_TAREFA A REALIZAR 1_:
Indique se cada afirmação concorda com o texto sobre a falta de professores, respondendo sim ou não e citando as palavras do texto que o comprovam: (a) Segundo Filinto Lima, a escola pública dispensa os professores contratados a 31 de agosto. (b) Luís Mocho considera temporária a necessidade de professores de TIC no seu agrupamento. (c) No agrupamento Manuel da Maia ainda faltam colocar os dois professores de TIC.
_TAREFA A REALIZAR 2_:
Escreva a continuação do texto sobre a falta de professores, a partir da última frase apresentada.

_TEXTO EM ESTUDO_:
====================

Por outro lado, há uma hipocrisia do sistema, aponta o presidente da Associação Nacional de Diretores de Agrupamentos e Escolas Públicas. “Todos os anos, a 31 de agosto, a escola pública manda embora os professores contratados para, poucos dias depois, ir buscá-los, acenando com horário completo e anual”, diz Filinto Lima. Muitos deles acabam por ficar colocados nos mesmos agrupamentos de onde saíram.

No agrupamento Manuel da Maia, em Lisboa, a queixa vai nesse sentido. “A situação tem estado estável, no sentido negativo. Todos os anos mantêm-se as faltas de professores, um problema que é crónico na Grande Lisboa”, diz o diretor Luís Mocho. No seu caso, não se podem falar de necessidades temporárias — aquelas que devem ser resolvidas nesta altura do ano letivo, devido a baixas por doença ou maternidade. “Todos os anos preciso de dois professores de TIC. São uma necessidade permanente do agrupamento”, defende. No seu caso, e porque só lhe falta colocar um dos dois professores da disciplina, até vê a sua situação com otimismo, já que conhece colegas em Lisboa que ainda têm três horários por preencher.

====================

_DADOS FORNECIDOS_:
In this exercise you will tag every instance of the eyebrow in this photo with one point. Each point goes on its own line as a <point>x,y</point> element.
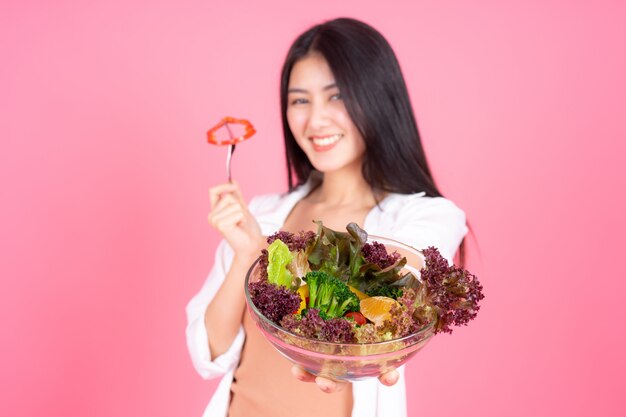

====================

_RESULTADO DO EXERCÍCIO 1_:
(a) Sim: "Todos os anos, a 31 de agosto, a escola pública manda embora os professores contratados".
(b) Não: "São uma necessidade permanente do agrupamento".
(c) Não: "só lhe falta colocar um dos dois professores da disciplina".

_RESULTADO DO EXERCÍCIO 2_:
No seu agrupamento, esta quarta-feira ainda estavam a concurso, para além da vaga do professor de TIC, um horário de Biologia e Geologia e um de Educação Visual Tecnológica.

Disciplinas recentes e disciplinas muito antigas: os dois lados da mesma moeda

Para Vítor Godinho, da Fenprof, há duas explicações para as falhas em algumas reservas de recrutamento, os grupos em que se ordenam os professores consoante as disciplinas. “Atualmente não há professores de Informática, não existem pessoas, e isso tem como consequência que quando o professor chega não tem a devida qualidade. Não dizemos que os alunos ficam sempre mais mal servidos, mas também não podemos dizer que, no seu todo, não tem efeitos. Isso é ficcionar a realidade.”

Disciplinas mais recentes são um dos principais problemas. “O grupo de recrutamento 120 — onde estão colocados os professores que dão inglês ao 1.º ciclo — é um grupo relativamente recente e que foi composto com a transferência de alguns professores que davam a disciplina no 2.º e no 3.º ciclo. Esse outro grupo de recrutamento, o 330, é bastante antigo e a maioria das necessidades das escolas estão cobertas pelos professores que existem nos quadros de escola ou de quadros de zona pedagógica (QZP)”, explica.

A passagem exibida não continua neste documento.